■ ФРАГМЕНТ ДОКУМЕНТА:
__________________________________________________

Творчество Гоголя лежит в зоне смены литературных парадигм первой половины XIX века. Гоголь преломляет разные элементы языковых парадигм: фольклорные, сентиментально-романтические, натуралистические, а транспортные средства становятся поливалентными с точки зрения их стилевой принадлежности. В этом отношении чрезвычайно актуальна работа Л. Я. Гинзбург («Литература в поисках реальности»), в которой рассматриваются общие стилевые тенденции русской литературы. Каждая литературная эпоха связана с пересмотром отношений в системе оппозиции: литература / действительность. Это проецируется на характер изображения вещи у Гоголя, творчество которого закладывает эстетические основы натуральной школы и русского реализма. Периодически в литературе происходит процесс деформализации языка. Мера условности пересматривается и меняется. По мнению Гинзбург, каждая эпоха приносит новое отношение к материальному миру. В дореалистических стилях изображение вещи «ориентировано на общие родовые признаки», а в реалистических — на частности. Динамика этих изменений в языке литературы хорошо видна в изображении предметного мира Гоголя вообще и транспортных средств как элементов этого мира в частности. Характер изображения вещи в художественном мире Н. В. Гоголя определяет А. П. Чудаков. В статье «Вещь во вселенной Гоголя» он актуализирует «фундаментальное свойство гоголевского мира — всесторонность вещественного охвата» [248, с. 36].

Транспортные средства как часть энциклопедии русского быта XIX в. подробно характеризует Ю. А. Федосюк [236]. Он достаточно подробно описывает как способ путешествия в XIX веке (на «своих», или «на долгих»), так и вид упряжки (тройка, четверка, цугом). Экипажи классифицируются по разновидностям: комфортабельные (карета, коляска), щегольские (фаэтон и ландо), дорожные (тарантас, бричка, дрожки). Из общего ряда экипажей выделяются старинные громоздкие кареты, называвшиеся колымагами или рыдванами, а также древнейший санный экипаж с закрытым кузовом — возок. В ходе перечисления разных видов экипажей рассматривается и литературный контекст, в котором они возникают. Такая общая характеристика экипажей в культурологическом и бытовом аспектах делает возможным их сверхтекстовое рассмотрение в рамках всей русской прозы XIX века.

Другой аспект анализа образов транспортных средств в литературе связан с исследованиями семиологов. Устойчивая знаковость, которую приобретает образ транспортных средств в русской литературе XX в., отмечена в статьях и монографиях Р. Г. Тименчика («К символике трамвая в русской поэзии»), Ю. Левинга («Вокзал — Гараж — Ангар: Владимир Набоков и поэтика русского урбанизма»). Так, Р. Д. Тименчик рассматривает символику трамвая в русской поэзии в связи с традицией мифологизации конно-железной дороги, или конки [223, с. 135].

__________________________________________________

■ СТРОКИ НАБОРА ДАННЫХ:
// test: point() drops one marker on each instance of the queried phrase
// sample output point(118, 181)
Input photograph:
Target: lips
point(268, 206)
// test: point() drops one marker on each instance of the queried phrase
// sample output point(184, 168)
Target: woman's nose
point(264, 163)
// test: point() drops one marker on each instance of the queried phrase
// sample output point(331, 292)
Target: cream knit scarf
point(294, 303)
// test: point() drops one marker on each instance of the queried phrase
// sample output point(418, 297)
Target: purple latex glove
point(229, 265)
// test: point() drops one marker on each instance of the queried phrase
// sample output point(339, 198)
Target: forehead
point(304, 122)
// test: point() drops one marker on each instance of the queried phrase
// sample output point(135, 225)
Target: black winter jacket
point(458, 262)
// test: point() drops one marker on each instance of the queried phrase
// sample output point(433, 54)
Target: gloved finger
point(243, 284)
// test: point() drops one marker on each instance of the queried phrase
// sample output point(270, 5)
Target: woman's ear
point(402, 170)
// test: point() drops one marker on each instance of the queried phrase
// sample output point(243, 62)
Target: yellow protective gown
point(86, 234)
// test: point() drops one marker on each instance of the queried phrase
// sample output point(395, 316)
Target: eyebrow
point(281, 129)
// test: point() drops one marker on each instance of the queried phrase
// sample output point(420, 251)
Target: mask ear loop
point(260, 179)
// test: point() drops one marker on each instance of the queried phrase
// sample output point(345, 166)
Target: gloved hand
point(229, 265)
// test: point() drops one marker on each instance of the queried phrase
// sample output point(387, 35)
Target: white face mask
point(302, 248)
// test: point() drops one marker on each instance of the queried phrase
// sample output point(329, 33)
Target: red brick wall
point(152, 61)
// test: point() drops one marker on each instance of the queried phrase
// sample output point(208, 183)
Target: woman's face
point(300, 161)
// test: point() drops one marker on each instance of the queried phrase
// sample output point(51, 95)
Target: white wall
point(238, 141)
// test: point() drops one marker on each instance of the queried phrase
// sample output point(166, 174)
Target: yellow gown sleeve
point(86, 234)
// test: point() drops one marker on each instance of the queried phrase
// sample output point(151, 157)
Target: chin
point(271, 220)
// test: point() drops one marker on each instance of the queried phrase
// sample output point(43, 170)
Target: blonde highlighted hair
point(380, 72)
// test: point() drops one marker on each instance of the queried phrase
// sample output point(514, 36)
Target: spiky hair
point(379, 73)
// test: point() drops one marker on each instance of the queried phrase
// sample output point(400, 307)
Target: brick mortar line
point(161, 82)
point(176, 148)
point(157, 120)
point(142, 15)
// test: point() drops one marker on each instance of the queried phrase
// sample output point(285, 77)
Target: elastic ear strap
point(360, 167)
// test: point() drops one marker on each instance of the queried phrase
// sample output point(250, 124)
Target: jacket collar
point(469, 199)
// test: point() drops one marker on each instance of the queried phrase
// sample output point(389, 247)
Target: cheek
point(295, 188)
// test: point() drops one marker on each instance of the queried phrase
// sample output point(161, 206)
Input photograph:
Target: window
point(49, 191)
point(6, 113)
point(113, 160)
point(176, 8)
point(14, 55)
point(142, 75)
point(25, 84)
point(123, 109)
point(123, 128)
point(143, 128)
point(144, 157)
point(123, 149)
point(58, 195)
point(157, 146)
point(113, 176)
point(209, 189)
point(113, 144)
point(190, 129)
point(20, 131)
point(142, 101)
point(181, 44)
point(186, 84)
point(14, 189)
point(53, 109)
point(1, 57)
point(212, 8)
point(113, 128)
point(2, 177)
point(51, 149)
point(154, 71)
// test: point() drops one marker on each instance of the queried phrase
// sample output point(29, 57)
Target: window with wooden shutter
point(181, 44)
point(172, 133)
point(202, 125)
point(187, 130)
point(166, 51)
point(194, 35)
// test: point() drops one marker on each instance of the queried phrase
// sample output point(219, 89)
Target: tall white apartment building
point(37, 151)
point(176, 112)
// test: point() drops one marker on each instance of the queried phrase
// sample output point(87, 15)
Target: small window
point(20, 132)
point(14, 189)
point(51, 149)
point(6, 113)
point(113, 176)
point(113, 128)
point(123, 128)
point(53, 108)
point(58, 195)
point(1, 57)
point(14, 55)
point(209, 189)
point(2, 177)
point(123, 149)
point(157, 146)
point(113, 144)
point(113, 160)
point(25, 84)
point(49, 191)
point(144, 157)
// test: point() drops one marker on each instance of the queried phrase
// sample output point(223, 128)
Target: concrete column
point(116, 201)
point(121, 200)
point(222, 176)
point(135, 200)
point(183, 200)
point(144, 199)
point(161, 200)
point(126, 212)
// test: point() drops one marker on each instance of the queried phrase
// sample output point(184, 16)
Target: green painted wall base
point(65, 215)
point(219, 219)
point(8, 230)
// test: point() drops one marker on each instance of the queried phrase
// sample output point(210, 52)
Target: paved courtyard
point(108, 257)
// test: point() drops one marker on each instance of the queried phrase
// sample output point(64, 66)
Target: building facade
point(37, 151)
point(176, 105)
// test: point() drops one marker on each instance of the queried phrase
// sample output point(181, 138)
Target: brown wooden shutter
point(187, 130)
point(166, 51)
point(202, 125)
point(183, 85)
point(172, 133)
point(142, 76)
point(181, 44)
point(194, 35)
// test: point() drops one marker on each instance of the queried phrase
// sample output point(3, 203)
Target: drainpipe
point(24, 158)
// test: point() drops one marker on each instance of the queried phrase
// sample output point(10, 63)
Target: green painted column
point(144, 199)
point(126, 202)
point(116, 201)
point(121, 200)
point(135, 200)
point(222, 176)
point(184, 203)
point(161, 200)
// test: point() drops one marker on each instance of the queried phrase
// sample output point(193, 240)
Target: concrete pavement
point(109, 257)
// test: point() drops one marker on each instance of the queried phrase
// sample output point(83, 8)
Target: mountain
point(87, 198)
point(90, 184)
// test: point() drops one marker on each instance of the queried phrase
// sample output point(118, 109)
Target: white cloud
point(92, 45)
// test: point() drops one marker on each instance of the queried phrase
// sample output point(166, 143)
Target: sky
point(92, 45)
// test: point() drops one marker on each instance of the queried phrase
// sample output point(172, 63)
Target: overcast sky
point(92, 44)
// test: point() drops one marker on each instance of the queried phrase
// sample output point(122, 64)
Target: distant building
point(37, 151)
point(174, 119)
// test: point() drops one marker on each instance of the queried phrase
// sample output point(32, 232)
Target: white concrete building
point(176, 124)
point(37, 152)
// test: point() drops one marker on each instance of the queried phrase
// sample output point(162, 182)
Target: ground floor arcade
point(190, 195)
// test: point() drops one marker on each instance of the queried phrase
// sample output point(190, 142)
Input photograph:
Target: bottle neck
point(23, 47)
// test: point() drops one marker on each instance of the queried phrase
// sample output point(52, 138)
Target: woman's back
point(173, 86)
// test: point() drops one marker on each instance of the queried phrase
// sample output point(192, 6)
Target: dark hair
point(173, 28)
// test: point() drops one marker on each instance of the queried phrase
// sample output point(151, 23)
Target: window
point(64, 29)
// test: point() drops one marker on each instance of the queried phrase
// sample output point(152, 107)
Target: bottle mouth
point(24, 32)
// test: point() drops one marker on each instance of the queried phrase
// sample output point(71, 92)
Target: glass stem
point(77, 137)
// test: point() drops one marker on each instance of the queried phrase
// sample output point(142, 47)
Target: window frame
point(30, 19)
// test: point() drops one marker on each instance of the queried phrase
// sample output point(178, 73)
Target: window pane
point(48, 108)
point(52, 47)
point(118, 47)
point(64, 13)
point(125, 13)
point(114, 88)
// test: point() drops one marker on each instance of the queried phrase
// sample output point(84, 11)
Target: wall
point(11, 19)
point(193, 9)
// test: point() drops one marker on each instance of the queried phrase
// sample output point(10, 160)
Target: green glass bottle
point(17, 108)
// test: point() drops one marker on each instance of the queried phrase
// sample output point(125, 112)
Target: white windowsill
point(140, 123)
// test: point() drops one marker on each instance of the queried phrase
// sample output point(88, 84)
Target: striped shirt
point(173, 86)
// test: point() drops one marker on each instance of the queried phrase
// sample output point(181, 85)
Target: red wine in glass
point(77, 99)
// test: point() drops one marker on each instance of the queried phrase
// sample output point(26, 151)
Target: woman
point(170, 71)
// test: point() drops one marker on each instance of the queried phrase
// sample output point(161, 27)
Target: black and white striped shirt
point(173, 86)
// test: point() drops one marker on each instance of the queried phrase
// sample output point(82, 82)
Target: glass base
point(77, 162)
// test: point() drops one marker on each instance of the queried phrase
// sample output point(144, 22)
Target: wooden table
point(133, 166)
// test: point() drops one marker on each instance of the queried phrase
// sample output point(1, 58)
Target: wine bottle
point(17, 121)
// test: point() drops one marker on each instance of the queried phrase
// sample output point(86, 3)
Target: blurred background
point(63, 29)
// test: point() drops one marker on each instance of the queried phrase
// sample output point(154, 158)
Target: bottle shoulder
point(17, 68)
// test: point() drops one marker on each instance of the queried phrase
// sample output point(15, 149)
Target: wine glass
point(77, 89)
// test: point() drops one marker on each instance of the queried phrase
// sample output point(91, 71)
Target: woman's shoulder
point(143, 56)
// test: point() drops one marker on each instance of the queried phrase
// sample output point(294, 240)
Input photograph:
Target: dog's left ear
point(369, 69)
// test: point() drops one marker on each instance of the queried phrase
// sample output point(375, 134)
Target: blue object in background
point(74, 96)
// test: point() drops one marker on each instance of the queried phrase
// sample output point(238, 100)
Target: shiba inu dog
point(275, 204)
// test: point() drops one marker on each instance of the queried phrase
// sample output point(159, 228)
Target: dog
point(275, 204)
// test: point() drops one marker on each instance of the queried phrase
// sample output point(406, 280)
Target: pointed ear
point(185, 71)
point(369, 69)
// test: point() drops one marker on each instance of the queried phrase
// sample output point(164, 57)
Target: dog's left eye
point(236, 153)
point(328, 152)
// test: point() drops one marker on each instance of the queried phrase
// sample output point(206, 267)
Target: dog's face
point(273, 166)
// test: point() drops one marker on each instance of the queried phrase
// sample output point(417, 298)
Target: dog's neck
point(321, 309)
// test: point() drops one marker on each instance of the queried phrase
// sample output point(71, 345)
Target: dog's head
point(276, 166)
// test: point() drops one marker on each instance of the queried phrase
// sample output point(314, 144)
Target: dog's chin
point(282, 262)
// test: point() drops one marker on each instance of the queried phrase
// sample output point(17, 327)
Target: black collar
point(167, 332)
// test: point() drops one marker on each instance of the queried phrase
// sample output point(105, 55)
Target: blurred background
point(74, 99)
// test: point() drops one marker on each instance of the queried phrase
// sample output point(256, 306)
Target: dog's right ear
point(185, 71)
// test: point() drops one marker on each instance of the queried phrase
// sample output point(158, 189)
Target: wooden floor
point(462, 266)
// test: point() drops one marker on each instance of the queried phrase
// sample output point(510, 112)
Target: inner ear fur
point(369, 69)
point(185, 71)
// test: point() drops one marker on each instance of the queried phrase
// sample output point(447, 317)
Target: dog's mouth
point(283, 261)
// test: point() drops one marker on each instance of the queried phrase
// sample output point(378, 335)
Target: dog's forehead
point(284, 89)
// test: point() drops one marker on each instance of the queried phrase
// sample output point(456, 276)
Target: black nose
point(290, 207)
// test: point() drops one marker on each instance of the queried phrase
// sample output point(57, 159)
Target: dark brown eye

__________________________________________________

■ ЧТО СДЕЛАТЬ:
**1.** Объясните по фрагменту о транспортных средствах у Гоголя, почему работа Л. Я. Гинзбург «Литература в поисках реальности» названа в нем чрезвычайно актуальной.
**2.** Какие экипажи Ю. А. Федосюк относит к щегольским, согласно фрагменту о транспортных средствах у Гоголя?
**3.** Напишите, пожалуйста, продолжение фрагмента о транспортных средствах у Гоголя, начиная после его последнего предложения.
Строки набора данных никак не связаны с фрагментом.

■ РЕЗУЛЬТАТЫ:
**1.** В этой работе рассматриваются общие стилевые тенденции русской литературы. Это важно для творчества Гоголя: оно лежит в зоне смены литературных парадигм первой половины XIX века и преломляет фольклорные, сентиментально-романтические и натуралистические элементы языковых парадигм.

**2.** Фаэтон и ландо.

**3.**
Чрезвычайно важным для нас является наблюдение Ю. Левинга, рассматривающего образы средств передвижения в связи с идеей русского путевого мифа. Исследователь отмечает изменение, произошедшее в процессе семиотизации транспортных средств на протяжении XIX — XX веков: «основные средства передвижения русского путевого мифа (тройка, тарантас, кибитка, экипаж) утратили свое значение под влиянием культурной экспансии скоростного транспорта уже в XIX в.» [152, с. 123]. Это вытеснение ведет к неоднозначному восприятию нового транспорта (железной дороги, поезда), которое отождествлялось с западным влиянием либо приобретало мифологизированную семантику «переезда на тот свет».

Внешнюю и внутреннюю функцию транспортных средств в контексте мифопоэтики произведения и риторики повествования различает польский славист Ежи Фарино. С одной стороны, исследователь подчеркивает, что «они дифференцируются по престижности и по функции (обрядово-ритуальной или хозяйственно-экономической), то есть по предназначению типа „перевозить пассажиров — перевозить груз“, „везти покойника“ (в древние времена — лодка или сани, даже летом) или „к венцу“ (карета, бричка, лимузин)» [232, с. 360]. Сама способность ритуально-мифопоэтической функции обнаруживает особый медиативный символизм транспортных средств: так, «паровоз», «пароход» начинают осмысливаться как 'перевозчики душ' (Б. Пастернак «Охранная грамота», И. Бунин «Господин из Сан-Франциско»). Внешняя характеристика транспортного средства вытесняется внутренней характеристикой, состоящей в осмыслении предметного образа как «дорожной» метафоры. В риторике повествования средство передвижения тяготеет к концентрации аллегорических коннотаций.

Несомненно, что средства передвижения теснейшим образом связанные в культуре с мифологизированными образами дороги и пути, имеют древнейшее происхождение, восходящее к мифопоэтической и фольклорной моделям мира. Так, В. Н. Топоров, обращаясь к рассмотрению мифологической и религиозной моделей мира, различает вертикальный путь («путь души») и горизонтальный путь (путь героев-подвижников) — «путь к сакральному центру» и «путь к чужой и страшной периферии» [224, с. 262]. Как отмечает исследователь, «мифопоэтическое сознание отдает предпочтение этому второму пути, т. е. ситуации риска, случая, почти неконтролируемого выбора, предельного драматизма» [224, с. 262].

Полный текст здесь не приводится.